* [EXERCISE BRIEF] Rewrite the lines below as a Markdown table with two columns, Row and Text: put each line's number in Row and the line itself in Text, skip any blank lines, and leave the pictures out.

* [ITEMS]

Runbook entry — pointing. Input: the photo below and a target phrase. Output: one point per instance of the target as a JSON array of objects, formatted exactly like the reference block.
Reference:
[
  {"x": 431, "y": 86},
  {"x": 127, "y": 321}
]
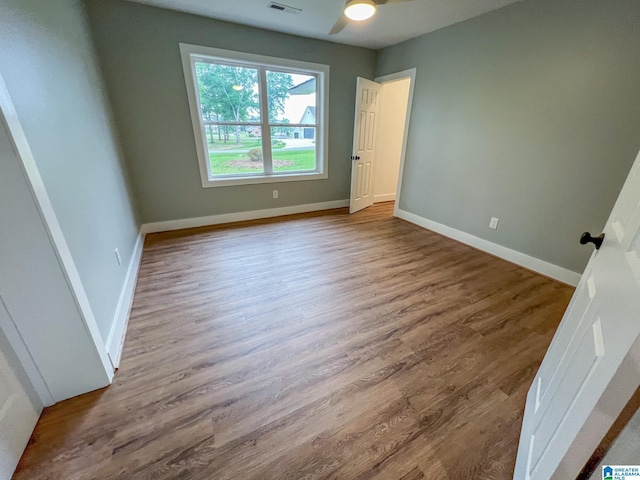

* [TASK OUTPUT]
| Row | Text |
|---|---|
| 1 | Runbook entry — pointing. Input: the photo below and a target phrase. Output: one point per instance of the target as a JSON array of objects, formatted exactly like the reference block. |
| 2 | Reference: |
| 3 | [ |
| 4 |   {"x": 431, "y": 86}, |
| 5 |   {"x": 127, "y": 321} |
| 6 | ] |